- [AIM]: Find each line of the data below that contains the word "awning", and copy those lines out in full. Case matters when matching.

- [EXERCISE DATA]:
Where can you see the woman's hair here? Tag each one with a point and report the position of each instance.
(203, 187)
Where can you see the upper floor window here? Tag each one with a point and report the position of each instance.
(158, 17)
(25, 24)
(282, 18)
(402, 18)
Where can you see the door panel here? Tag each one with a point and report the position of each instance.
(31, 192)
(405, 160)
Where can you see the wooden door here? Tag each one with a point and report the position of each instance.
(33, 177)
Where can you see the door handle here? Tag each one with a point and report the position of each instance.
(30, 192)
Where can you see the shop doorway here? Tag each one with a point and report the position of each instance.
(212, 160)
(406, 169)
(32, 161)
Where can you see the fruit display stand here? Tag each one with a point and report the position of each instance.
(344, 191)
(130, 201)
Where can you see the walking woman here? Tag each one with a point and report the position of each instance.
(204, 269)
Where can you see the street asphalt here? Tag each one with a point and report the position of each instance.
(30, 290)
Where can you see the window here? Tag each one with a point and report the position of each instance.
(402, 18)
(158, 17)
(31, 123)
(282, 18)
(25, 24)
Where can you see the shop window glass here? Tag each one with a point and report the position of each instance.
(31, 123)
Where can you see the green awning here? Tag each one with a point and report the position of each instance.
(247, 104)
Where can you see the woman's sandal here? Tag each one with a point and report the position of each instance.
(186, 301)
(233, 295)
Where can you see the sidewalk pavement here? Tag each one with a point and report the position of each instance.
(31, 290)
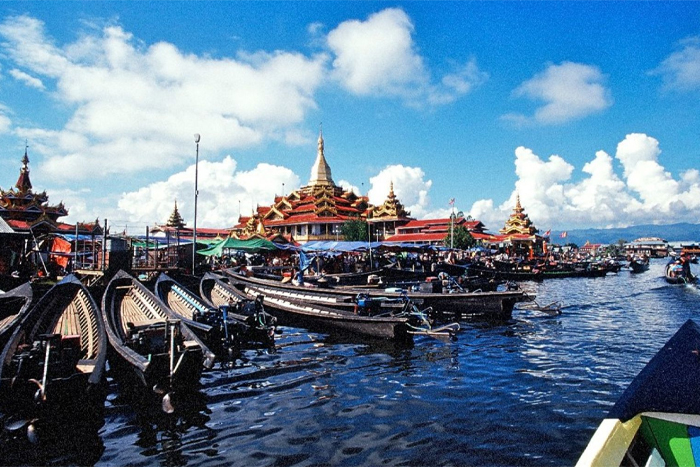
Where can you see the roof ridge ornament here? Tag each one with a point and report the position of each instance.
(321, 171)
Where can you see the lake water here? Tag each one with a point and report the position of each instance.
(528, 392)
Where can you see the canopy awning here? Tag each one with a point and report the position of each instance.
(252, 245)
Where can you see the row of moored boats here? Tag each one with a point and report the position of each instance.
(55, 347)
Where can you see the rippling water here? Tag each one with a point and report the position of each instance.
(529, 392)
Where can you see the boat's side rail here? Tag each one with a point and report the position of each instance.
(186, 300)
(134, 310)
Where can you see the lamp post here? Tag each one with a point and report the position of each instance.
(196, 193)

* * *

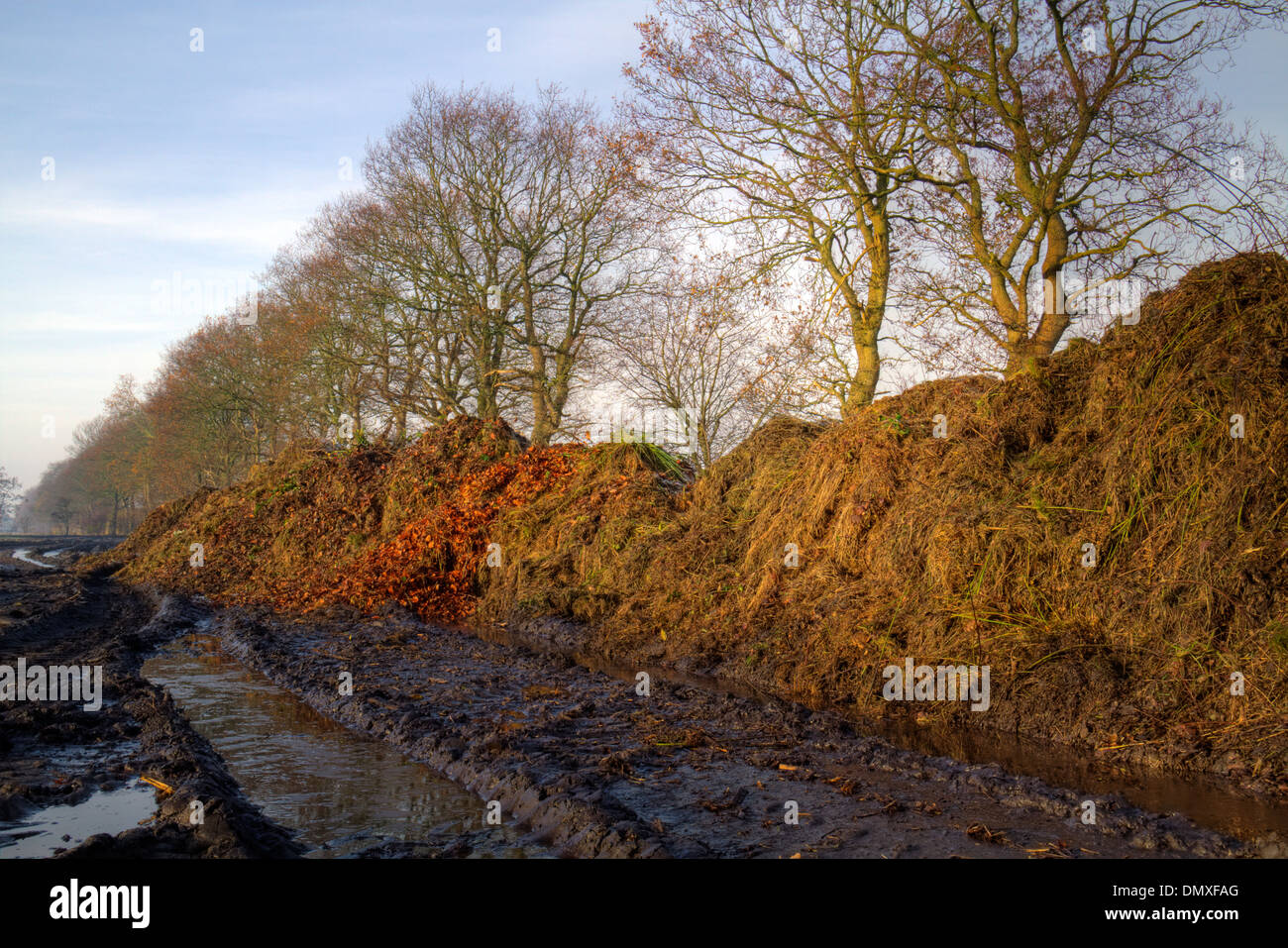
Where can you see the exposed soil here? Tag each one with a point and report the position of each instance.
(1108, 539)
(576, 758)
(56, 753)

- [SOLVED EXERCISE]:
Where can you see the green awning here? Tag each one with a point and report the position of each instance.
Where can you see the canopy awning here? Tag each one with a point and report the position of each instance.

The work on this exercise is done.